出題内容:
1) 夏休みの生活リズムに関する抜粋から、「生活や眠りのリズムが崩れることで、どのような体調不良の原因になるのでしょうか。」で始まり「よって、バランスを失います。」で終わる部分を、一字も変えずに抜き出してください。
2) 夏休みの生活リズムに関する抜粋を、最後の文の次から書き継いでください。
───── 抜粋 ─────
生活リズムが大切なことは、きっと皆さんご存知のことでしょう。では、夏休みはどのように過ごしたらよいのでしょうか。詳しく解説しましょう。
Index
夏休みだから「まぁ、いっか」になっていませんか?
夏休みは1か月。地域によって違うかもしれませんが1か月以上夏休みが続く場合もありますね。
その間、幼稚園や保育園、学校とは全く違う生活リズムになれば、体内時計も夏休みのリズムになってしまいますね。
- 夏休みだし、今日くらいはいいかな
- 来週からはちゃんとしよう
- 仕事があるから子どもの生活リズムについては管理はむずかしい
- 言っても言うことを聞かない
など、様々なご事情があるかもしれません。
せっかくの夏休みだし、長いから後半取り戻せばいいかな?学校生活・園生活を頑張ったのだから夏休みくらい好きに過ごさせてもいいよね?と思われるのは無理もありません。
ですが、1か月近くこれまでと違う生活リズムで過ごすことは、夏休み明けから様々な体調の変調・不調をきたす原因にもなるのです。
全ての子どもがそうなるとは限りませんが、それでも元々の生活リズムに戻るために体には大きな負担やストレスがかかります。
生活や眠りのリズムが崩れることで、どのような体調不良の原因になるのでしょうか。
眠りのリズム崩れが招く「自律神経の乱れ」と「起立性障害」
生活のリズムが大きく変わることは、自律神経に多大な負担をかけます。
自律神経とは、生きるためになくてはならないもので、心臓が血液を送り出したり、胃や腸が食べ物を消化したり、汗をかいて体温調整をしたりする役割を担っている大切なものです。
自律神経には「交感神経」と「副交感神経」があり、鼓動を早くさせるのは交感神経、落ち着かせるのは副交感神経です。
また、消化を促進するのは副交感神経で、その働きを抑えるのは交感神経です。自律神経は24時間休みなく働き続け、わたしたちの身の周りの体調や今ある環境にあわせて体を整えてくれています。
その自律神経は、寝不足や過眠による生活リズムや体内時計の崩れによって、バランスを失います。
───── 提供情報 ─────
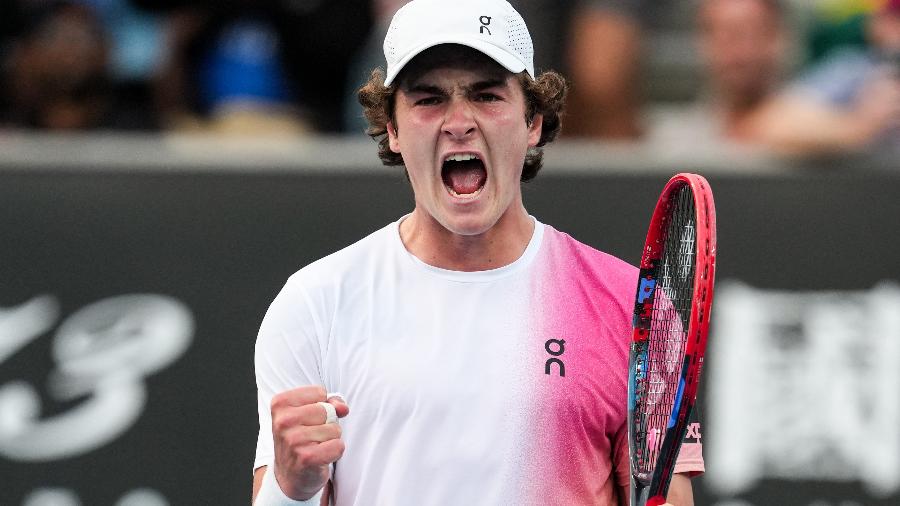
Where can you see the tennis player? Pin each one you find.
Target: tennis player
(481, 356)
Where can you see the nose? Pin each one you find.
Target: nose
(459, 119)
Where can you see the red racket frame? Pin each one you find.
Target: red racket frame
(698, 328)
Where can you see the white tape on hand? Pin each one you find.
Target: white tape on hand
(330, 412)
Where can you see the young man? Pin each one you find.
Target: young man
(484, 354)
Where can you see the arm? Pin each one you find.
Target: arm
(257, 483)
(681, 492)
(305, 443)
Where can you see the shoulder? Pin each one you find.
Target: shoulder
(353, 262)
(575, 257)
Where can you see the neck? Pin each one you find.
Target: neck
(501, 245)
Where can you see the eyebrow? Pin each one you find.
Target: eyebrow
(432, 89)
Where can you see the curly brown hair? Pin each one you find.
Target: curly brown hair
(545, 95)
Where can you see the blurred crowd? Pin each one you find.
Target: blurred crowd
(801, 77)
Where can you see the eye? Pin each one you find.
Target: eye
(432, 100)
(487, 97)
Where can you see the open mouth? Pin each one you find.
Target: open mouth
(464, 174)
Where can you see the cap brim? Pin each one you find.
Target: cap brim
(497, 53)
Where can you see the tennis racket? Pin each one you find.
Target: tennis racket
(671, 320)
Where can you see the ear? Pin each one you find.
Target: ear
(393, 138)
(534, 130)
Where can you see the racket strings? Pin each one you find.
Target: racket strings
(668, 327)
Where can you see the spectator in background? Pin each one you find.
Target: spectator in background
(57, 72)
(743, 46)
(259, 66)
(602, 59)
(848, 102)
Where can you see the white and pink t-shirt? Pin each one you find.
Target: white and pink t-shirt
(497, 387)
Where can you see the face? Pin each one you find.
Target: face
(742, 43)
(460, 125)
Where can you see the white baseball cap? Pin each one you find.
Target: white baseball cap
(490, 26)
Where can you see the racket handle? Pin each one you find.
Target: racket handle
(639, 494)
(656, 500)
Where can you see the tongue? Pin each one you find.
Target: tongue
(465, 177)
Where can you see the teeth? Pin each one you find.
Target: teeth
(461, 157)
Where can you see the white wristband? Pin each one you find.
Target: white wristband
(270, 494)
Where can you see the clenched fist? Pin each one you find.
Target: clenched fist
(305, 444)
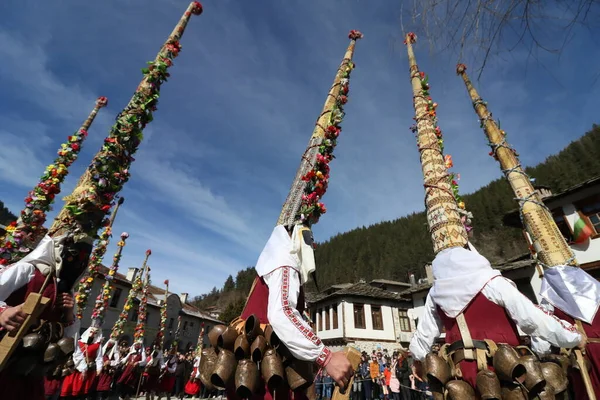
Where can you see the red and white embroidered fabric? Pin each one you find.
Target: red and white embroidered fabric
─────
解答:
1)
生活や眠りのリズムが崩れることで、どのような体調不良の原因になるのでしょうか。
眠りのリズム崩れが招く「自律神経の乱れ」と「起立性障害」
生活のリズムが大きく変わることは、自律神経に多大な負担をかけます。
自律神経とは、生きるためになくてはならないもので、心臓が血液を送り出したり、胃や腸が食べ物を消化したり、汗をかいて体温調整をしたりする役割を担っている大切なものです。
自律神経には「交感神経」と「副交感神経」があり、鼓動を早くさせるのは交感神経、落ち着かせるのは副交感神経です。
また、消化を促進するのは副交感神経で、その働きを抑えるのは交感神経です。自律神経は24時間休みなく働き続け、わたしたちの身の周りの体調や今ある環境にあわせて体を整えてくれています。
その自律神経は、寝不足や過眠による生活リズムや体内時計の崩れによって、バランスを失います。

2)
例えば、暑いときには体温が上がりっぱなしになり熱中症になりやすくなります。逆に、寒い場所にいたらすぐに風邪をひきやすくなること、などです。
さらに具体的には、
- めまい・立ちくらみがする
- 立っていると気分が悪くなったり、倒れたりする
- 少し動いたり階段を上り下りするだけで動悸や息切れがする
- 朝起きられない。午前中は眠くて調子が悪い。
- 体が気怠い
- 食欲がない
- トイレが近い気がする
- 頭痛や腹痛が頻繁にある
という症状のあるひともいます。これは「起立性調節障害」と呼ばれます。この症状に悩む子どもは、日本小児心身医学会の調べによると、小学生で5%、中学生では10%以上と報告されています。
夏休み明けは特に自律神経が乱れやすい
夏休み明けは生活リズムが急にこれまでの集団生活の時間帯に戻らなくてはなりません。
自律神経の働きが乱れる子どもが最も多いと言われる時期になります。
「朝、なかなか起き上がれない」
「食欲がない」
「授業中もぼーっとしてしまう」
「夜、なかなか寝つけない」
など、一見対したことのない体調不良のような気がしますが、自律神経の乱れが原因です。
本来、自律神経は回復をしていくものなのですが、長く生活や睡眠のリズムが変わってしまっていた場合に、元に戻そうとするときは、このような症状が表出します。
学校に行きたくない、学校が辛い、先生の指導が厳しい、友達とうまくいかない・・・など、様々なネガティブなことへの原因にもなってしまいます。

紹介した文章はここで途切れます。